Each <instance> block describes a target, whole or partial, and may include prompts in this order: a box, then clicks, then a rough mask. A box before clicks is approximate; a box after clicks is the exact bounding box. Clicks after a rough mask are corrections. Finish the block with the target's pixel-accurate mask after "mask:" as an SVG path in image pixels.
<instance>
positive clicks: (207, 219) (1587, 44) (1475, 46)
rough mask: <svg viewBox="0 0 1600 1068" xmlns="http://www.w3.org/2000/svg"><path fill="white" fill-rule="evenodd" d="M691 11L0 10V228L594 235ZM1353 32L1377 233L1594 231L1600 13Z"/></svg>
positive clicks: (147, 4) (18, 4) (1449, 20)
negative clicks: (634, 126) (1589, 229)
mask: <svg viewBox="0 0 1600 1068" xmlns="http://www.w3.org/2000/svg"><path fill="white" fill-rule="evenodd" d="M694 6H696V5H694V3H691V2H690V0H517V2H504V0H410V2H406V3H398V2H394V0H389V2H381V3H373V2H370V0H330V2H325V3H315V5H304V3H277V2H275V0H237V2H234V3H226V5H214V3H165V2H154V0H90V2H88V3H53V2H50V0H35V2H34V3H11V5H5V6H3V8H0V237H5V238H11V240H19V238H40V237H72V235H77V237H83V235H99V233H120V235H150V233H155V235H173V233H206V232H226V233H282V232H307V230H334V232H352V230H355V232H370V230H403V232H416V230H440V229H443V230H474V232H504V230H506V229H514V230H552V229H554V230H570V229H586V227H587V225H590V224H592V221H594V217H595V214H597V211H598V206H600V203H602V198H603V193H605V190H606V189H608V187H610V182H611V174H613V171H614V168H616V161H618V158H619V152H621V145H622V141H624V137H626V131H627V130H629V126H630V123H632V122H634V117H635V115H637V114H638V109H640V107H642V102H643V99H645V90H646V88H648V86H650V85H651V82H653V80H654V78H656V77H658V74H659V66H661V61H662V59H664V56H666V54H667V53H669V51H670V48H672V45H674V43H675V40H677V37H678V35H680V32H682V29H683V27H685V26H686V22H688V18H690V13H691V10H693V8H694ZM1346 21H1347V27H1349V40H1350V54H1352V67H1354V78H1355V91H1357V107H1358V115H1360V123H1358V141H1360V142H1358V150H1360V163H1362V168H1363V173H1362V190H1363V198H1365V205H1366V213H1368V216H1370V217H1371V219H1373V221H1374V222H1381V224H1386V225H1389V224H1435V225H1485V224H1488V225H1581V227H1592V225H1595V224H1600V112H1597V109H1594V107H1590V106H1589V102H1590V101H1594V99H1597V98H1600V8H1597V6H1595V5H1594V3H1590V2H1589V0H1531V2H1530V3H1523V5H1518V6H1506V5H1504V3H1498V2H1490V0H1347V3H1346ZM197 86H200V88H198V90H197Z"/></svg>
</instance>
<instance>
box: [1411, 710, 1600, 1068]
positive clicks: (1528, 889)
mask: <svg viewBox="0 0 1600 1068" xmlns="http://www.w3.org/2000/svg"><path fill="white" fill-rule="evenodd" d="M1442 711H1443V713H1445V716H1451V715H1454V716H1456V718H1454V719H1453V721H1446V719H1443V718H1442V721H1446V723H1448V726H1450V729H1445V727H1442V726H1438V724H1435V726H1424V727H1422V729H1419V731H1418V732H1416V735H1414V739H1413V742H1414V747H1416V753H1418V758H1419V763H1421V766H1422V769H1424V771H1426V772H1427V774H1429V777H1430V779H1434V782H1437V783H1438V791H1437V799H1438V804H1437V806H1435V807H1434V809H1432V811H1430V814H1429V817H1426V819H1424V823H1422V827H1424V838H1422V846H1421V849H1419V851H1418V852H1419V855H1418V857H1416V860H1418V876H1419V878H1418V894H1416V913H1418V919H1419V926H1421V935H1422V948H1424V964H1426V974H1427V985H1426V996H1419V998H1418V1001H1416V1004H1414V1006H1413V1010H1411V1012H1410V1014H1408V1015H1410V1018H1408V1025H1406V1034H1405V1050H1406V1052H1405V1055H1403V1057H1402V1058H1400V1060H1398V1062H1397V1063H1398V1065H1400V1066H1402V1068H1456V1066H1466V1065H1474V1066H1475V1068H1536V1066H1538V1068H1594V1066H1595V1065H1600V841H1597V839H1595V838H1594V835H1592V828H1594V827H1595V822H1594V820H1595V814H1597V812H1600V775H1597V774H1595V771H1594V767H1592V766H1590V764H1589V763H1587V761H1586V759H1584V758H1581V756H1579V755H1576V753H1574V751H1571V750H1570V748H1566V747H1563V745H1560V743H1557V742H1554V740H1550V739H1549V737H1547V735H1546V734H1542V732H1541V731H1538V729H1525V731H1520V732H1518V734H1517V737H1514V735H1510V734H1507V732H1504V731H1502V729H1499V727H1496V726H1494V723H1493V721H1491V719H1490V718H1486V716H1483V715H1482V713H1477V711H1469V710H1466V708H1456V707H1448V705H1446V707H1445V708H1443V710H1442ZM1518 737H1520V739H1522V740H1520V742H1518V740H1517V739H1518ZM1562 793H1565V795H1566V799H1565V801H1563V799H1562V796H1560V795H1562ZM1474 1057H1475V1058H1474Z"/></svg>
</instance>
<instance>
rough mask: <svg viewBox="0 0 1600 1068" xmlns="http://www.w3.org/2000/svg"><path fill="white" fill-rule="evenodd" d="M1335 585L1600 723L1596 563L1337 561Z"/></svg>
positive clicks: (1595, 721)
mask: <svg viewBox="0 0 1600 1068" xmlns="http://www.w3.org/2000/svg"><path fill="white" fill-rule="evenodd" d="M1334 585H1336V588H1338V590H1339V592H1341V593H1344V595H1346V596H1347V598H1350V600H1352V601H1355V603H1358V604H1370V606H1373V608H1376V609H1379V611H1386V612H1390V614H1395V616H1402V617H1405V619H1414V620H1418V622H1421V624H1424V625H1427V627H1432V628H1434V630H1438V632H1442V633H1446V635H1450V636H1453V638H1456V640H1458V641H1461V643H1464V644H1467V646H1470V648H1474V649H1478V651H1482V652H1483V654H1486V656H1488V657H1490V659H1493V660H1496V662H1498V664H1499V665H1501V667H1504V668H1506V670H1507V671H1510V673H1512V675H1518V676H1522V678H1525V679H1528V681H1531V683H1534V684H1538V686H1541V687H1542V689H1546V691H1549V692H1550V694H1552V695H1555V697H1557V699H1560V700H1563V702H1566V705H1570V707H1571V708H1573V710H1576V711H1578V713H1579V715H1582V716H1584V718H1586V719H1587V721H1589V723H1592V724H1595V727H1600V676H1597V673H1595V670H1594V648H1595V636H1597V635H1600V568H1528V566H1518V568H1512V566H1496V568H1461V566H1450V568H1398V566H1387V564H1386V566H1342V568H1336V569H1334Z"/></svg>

┄┄┄┄┄┄┄┄┄┄

Assignment:
Find each line in the listing above that contains the word "clicks", and copy those lines out in full.

Finished exercise:
Each <instance> block describes a target, whole or partial, and may include prompts in this order: a box, then clicks, then a rough mask. A box before clicks is approximate; a box after clicks is the exact bounding box. Clicks after a rough mask are corrections. Finish the block with the target's pixel-accurate mask after "mask:" as an SVG path in image pixels.
positive clicks: (207, 219) (1587, 44) (1475, 46)
positive clicks: (147, 4) (18, 4) (1449, 20)
negative clicks: (634, 126) (1589, 229)
positive clicks: (1528, 889)
positive clicks: (1595, 721)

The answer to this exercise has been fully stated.